Copy word for word the lines below, from the line that contains "Kindly point to the lake" through the last line, including both.

═══ SUPPLIED RECORDS

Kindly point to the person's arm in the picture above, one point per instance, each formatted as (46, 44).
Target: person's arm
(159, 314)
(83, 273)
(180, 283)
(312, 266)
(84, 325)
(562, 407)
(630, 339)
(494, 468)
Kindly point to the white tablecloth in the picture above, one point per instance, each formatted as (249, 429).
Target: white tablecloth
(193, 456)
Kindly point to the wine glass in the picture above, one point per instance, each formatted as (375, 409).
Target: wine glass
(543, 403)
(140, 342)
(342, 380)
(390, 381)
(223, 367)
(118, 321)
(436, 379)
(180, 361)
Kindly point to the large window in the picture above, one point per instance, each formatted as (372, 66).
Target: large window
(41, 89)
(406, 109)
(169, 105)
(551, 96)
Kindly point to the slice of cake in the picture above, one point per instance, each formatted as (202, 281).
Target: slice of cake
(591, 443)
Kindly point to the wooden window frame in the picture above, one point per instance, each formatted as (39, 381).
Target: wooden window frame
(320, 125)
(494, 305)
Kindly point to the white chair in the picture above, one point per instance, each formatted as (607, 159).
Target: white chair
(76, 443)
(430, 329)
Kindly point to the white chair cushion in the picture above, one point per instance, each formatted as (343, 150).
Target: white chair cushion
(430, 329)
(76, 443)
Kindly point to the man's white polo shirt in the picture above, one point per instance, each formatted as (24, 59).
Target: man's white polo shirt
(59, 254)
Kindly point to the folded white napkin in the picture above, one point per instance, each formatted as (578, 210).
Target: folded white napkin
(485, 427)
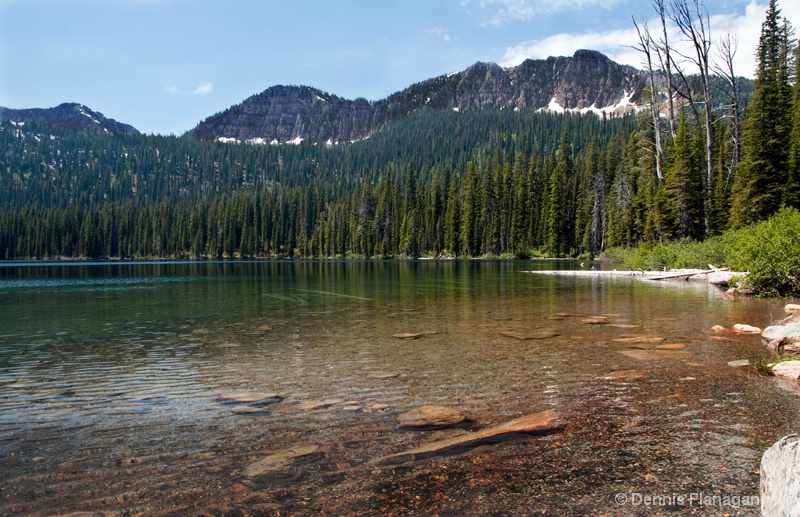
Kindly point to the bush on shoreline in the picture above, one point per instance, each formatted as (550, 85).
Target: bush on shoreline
(769, 251)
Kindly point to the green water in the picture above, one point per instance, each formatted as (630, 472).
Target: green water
(110, 376)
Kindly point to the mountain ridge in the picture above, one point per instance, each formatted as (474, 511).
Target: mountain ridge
(68, 115)
(586, 81)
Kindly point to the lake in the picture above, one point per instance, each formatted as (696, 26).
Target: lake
(111, 376)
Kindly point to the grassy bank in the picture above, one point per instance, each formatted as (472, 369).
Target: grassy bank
(769, 251)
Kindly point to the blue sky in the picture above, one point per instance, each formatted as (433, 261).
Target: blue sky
(164, 65)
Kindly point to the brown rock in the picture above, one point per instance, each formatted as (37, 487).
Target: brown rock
(741, 328)
(654, 355)
(639, 339)
(378, 406)
(524, 336)
(248, 410)
(279, 460)
(595, 320)
(427, 417)
(627, 375)
(538, 424)
(251, 397)
(311, 405)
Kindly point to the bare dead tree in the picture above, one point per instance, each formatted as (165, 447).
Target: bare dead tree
(695, 25)
(664, 54)
(726, 49)
(645, 47)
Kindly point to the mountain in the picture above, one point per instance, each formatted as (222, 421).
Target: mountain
(69, 115)
(586, 81)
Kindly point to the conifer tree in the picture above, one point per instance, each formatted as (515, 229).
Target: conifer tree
(558, 238)
(685, 184)
(759, 188)
(793, 181)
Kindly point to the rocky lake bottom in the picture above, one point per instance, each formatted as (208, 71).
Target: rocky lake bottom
(128, 415)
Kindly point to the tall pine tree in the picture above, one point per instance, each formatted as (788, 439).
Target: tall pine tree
(760, 186)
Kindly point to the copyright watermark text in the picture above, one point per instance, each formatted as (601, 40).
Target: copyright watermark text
(695, 499)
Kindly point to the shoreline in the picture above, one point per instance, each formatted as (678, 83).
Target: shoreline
(714, 276)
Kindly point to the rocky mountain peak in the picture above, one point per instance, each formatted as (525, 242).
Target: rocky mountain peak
(69, 115)
(586, 81)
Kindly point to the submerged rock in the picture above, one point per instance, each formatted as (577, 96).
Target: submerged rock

══════

▶ COMPLETE OUTPUT:
Kindly point to the lake in the picture above, one point per instance, each formatted as (696, 26).
Target: lake
(111, 376)
Kindly point to the grassy bank in the picture above, one point per instance, each formatted as (472, 369).
Target: grassy bank
(769, 251)
Kindly point to the blue sky in the picture above, one point per instance, each formatted as (433, 261).
Target: blue sky
(164, 65)
Kindly point to the brown rock in the picture above, one point per instance, each formatted as (37, 487).
Target: brown rock
(741, 328)
(654, 355)
(639, 339)
(378, 406)
(524, 336)
(248, 410)
(279, 460)
(595, 320)
(427, 417)
(627, 375)
(538, 424)
(251, 397)
(311, 405)
Kindly point to the bare dead tree in the picture above, one point per instance, each formatted as (165, 447).
Target: bare dead tree
(695, 25)
(664, 54)
(726, 49)
(645, 47)
Kindly point to the mountain in the picture above, one point per instance, each formatted as (222, 421).
Target: mountain
(69, 115)
(586, 81)
Kindly point to the conifer tree in the picture above, one point per instance, each formatted as (515, 229).
Target: conifer tree
(558, 238)
(685, 184)
(759, 188)
(793, 181)
Kindly point to the rocky lake bottom in the picture above, one point per instance, each formatted as (208, 71).
Target: rocky lake bottom
(128, 415)
Kindly point to the tall pine tree in the picture above, one point per instance, each formatted as (788, 439).
Target: tall pine tree
(760, 186)
Kindly point to the copyright watermark text in the picture above, one point per instance, each formatted as (601, 40).
Target: copyright watermark text
(695, 499)
Kindly point to the shoreline in the picture above, one point per instance, each formatted as (678, 83).
Target: shoreline
(714, 276)
Kindly point to the rocky mountain peak in the picture above, one point per instance, each formatted as (525, 242).
Target: rocky mountain peak
(69, 115)
(586, 81)
Kindly point to the submerged rock in the picture above, one point per instance, each formatted as (577, 96).
Target: submerged rock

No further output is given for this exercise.